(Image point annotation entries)
>> start
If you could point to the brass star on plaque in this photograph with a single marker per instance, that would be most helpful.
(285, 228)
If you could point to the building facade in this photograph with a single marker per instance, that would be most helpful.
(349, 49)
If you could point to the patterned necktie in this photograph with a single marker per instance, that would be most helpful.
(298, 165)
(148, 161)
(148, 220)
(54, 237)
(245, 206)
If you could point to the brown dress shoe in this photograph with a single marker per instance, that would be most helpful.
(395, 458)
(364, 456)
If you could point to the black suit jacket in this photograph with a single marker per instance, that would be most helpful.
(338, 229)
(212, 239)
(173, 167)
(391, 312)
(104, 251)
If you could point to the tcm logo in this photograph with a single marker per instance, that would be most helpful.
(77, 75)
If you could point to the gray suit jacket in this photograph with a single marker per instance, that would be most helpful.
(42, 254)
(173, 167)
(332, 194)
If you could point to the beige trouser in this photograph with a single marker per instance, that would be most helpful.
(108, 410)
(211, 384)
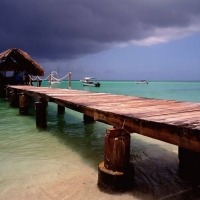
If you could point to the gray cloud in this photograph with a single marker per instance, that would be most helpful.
(66, 29)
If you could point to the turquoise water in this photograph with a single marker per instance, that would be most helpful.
(61, 161)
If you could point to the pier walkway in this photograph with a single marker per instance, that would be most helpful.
(170, 121)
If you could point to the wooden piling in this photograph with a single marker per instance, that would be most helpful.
(40, 112)
(23, 104)
(87, 119)
(13, 99)
(116, 173)
(61, 109)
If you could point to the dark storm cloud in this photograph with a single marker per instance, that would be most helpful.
(63, 29)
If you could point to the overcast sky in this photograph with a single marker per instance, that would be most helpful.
(108, 39)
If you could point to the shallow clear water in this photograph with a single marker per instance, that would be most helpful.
(61, 161)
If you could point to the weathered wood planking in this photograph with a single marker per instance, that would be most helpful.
(170, 121)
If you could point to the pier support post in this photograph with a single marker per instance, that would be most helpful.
(116, 173)
(61, 109)
(40, 112)
(13, 99)
(189, 164)
(88, 119)
(7, 94)
(23, 104)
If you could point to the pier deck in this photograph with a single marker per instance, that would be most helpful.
(170, 121)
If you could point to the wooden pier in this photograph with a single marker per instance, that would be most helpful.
(170, 121)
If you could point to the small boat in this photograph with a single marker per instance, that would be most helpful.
(54, 78)
(90, 81)
(142, 82)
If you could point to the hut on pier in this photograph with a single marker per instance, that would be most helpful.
(20, 64)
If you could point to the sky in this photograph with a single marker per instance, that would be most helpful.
(107, 39)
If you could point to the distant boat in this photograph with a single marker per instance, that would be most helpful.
(142, 82)
(54, 78)
(90, 81)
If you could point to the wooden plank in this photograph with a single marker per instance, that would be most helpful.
(170, 121)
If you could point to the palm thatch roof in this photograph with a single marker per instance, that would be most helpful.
(18, 60)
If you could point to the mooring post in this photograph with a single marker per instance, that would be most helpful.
(13, 99)
(23, 104)
(40, 112)
(189, 164)
(87, 119)
(61, 109)
(7, 94)
(69, 80)
(116, 173)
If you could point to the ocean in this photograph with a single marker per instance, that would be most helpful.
(61, 162)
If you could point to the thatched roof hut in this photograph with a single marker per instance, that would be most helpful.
(18, 60)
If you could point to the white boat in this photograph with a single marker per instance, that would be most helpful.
(90, 81)
(142, 82)
(54, 78)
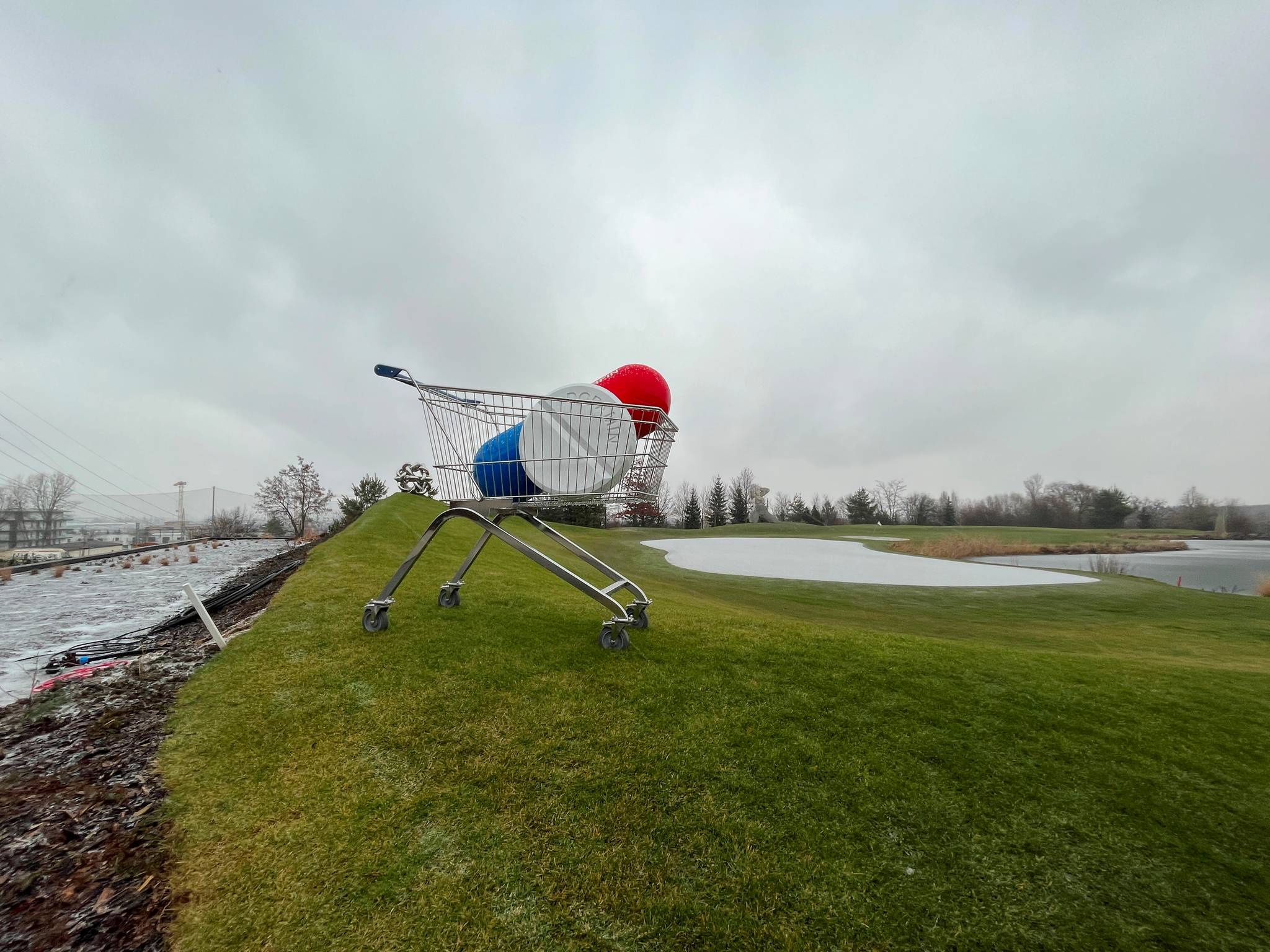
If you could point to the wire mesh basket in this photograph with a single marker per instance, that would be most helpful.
(573, 447)
(499, 456)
>> end
Task prompt. Retype the material above, from the line containing "If you could point to the small" through the end, with both ends included. Omit the pictures.

Exercise result.
If you could point to the small boat in this photograph with a single marker per instance, that would be most helpful.
(54, 78)
(90, 81)
(142, 82)
If you could point to the hut on pier in this photograph with a single marker per instance, that would be most helpful.
(20, 64)
If you could point to the sky in this photograph with a single marker per instance, that would be most helpful.
(107, 39)
If you could point to the distant boat in this photograph with a single marker per instance, that would be most helpful.
(142, 82)
(54, 78)
(90, 81)
If you could point to the wooden plank in this photograph with a single marker per instance, that would be most helpful.
(170, 121)
If you could point to the palm thatch roof in this photograph with a single marker per instance, that would be most helpful.
(18, 60)
If you could point to the mooring post in this photograph with a single marker per instance, that would be most helpful.
(13, 99)
(23, 104)
(40, 112)
(189, 164)
(87, 119)
(61, 109)
(7, 94)
(69, 80)
(116, 173)
If you could point to the ocean in this photograph with a single marker per instance, that would be most helpful.
(61, 162)
If you could point to the thatched roof hut in this photograph with a single marker per instance, that would be most helpful.
(18, 60)
If you could point to the white boat in this photograph with a single marker per instance, that would be most helpful.
(90, 81)
(142, 82)
(54, 78)
If you could point to the wire mesh basket in this photograph with a single marker per instance, that would be most helpful.
(573, 447)
(499, 456)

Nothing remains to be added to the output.